*** Data for the task ***

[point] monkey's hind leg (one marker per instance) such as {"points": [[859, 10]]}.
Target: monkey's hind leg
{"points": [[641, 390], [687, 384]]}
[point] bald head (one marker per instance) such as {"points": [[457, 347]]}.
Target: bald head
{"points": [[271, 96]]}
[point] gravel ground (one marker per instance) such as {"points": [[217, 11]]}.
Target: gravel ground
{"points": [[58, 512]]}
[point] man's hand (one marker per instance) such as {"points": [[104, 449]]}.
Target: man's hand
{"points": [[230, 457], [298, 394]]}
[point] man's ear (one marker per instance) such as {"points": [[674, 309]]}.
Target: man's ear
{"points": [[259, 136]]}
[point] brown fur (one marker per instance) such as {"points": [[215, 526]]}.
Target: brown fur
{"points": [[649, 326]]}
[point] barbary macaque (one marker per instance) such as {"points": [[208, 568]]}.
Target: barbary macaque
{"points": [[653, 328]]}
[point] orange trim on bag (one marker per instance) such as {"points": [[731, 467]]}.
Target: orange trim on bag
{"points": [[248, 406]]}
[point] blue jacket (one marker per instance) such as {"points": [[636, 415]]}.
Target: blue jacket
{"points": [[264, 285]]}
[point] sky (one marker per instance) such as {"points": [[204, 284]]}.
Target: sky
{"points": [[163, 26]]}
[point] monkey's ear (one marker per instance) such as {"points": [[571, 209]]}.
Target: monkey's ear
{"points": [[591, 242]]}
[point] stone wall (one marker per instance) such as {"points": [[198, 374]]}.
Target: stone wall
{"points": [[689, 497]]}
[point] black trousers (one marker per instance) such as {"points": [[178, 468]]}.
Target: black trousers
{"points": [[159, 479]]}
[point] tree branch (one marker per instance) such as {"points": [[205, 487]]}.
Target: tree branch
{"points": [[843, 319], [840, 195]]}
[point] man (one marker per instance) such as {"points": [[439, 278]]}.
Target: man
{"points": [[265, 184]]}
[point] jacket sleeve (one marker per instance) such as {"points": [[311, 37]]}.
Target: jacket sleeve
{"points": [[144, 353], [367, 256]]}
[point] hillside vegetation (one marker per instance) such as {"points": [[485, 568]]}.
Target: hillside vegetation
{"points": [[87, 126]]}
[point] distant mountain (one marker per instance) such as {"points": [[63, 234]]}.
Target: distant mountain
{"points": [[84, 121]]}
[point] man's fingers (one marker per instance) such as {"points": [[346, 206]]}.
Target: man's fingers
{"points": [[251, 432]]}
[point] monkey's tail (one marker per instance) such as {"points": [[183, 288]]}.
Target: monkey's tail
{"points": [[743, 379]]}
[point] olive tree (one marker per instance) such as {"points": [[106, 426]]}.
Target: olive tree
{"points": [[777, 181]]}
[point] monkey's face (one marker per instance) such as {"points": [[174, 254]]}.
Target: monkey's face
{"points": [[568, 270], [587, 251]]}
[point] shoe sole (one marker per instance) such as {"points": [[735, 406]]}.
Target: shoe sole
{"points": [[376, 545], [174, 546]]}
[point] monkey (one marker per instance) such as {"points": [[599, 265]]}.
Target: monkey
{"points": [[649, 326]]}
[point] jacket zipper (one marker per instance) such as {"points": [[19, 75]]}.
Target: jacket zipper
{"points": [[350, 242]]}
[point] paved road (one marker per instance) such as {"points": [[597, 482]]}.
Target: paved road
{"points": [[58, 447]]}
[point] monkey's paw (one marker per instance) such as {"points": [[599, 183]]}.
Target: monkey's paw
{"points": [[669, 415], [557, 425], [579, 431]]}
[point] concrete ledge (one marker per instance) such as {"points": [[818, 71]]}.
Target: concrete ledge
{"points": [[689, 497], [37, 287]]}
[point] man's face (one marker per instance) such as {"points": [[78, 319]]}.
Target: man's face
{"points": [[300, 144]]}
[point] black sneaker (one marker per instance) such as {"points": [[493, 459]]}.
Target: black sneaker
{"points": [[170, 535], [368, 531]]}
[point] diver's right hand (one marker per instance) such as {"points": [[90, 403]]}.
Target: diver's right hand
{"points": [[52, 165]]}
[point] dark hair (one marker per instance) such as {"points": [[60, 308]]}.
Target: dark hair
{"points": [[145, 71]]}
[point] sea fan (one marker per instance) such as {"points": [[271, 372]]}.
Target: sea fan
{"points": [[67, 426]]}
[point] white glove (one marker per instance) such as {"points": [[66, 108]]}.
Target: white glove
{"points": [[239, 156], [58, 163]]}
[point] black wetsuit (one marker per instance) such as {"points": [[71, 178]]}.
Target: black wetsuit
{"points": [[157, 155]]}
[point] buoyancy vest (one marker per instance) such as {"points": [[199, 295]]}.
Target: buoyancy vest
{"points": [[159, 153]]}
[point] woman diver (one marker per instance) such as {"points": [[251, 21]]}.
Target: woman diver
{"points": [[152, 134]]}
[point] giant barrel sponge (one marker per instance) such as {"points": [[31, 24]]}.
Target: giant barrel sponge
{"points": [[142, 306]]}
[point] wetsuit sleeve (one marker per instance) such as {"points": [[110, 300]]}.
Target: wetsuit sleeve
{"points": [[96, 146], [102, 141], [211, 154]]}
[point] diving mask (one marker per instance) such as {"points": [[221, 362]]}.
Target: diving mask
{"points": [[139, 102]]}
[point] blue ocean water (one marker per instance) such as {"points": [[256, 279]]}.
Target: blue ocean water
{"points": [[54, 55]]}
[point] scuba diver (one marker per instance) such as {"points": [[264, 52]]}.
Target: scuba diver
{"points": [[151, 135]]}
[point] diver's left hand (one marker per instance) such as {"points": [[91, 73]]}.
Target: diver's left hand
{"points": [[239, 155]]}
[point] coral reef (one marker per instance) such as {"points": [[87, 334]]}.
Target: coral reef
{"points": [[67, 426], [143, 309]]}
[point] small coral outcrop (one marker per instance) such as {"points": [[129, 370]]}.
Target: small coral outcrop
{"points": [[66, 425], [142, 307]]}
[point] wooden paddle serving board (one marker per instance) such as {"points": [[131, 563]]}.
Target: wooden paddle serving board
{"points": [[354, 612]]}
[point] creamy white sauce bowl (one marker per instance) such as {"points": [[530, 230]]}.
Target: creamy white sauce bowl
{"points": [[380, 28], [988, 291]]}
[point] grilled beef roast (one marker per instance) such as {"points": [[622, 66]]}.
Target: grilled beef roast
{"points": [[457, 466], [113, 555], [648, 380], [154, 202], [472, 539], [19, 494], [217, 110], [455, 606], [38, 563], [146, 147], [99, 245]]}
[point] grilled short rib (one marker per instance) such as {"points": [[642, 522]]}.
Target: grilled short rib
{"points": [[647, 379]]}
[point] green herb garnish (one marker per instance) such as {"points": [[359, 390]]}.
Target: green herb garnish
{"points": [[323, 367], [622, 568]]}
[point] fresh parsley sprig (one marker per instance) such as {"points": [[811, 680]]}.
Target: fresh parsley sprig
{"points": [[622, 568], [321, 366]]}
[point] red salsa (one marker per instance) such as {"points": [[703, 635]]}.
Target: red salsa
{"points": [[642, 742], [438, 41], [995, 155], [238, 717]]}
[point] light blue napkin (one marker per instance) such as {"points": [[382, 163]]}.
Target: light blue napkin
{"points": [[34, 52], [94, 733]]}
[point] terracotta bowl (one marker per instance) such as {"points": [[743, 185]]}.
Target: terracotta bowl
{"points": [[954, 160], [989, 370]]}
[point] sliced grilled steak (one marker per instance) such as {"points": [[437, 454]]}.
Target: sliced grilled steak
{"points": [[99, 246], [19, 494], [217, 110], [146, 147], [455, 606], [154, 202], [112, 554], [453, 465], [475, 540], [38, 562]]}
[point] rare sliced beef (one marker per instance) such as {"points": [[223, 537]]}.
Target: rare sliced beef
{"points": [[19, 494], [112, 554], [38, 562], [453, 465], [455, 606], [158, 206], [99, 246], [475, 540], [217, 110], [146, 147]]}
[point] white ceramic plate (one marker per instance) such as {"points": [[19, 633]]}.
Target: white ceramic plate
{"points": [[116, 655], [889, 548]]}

***

● What this task involves: Repeat exactly, and only, the lines from the line with "[point] sliced grilled" through the end of the listing above, both ends included.

● Finished exercise:
[point] sliced grilled steak (one marker per instance) such as {"points": [[437, 454]]}.
Target: sliced grilled steak
{"points": [[99, 246], [19, 494], [217, 110], [146, 147], [455, 606], [154, 202], [112, 554], [453, 465], [475, 540], [38, 562]]}
[point] rare sliced beef (one marker per instance) such as {"points": [[223, 537]]}.
Target: rare sliced beef
{"points": [[19, 494], [112, 554], [38, 562], [453, 465], [455, 606], [158, 206], [99, 246], [475, 540], [217, 110], [146, 147]]}
[point] white ceramic plate (one marker per instance) such as {"points": [[19, 633]]}.
Target: white ceramic plate
{"points": [[116, 655], [889, 548]]}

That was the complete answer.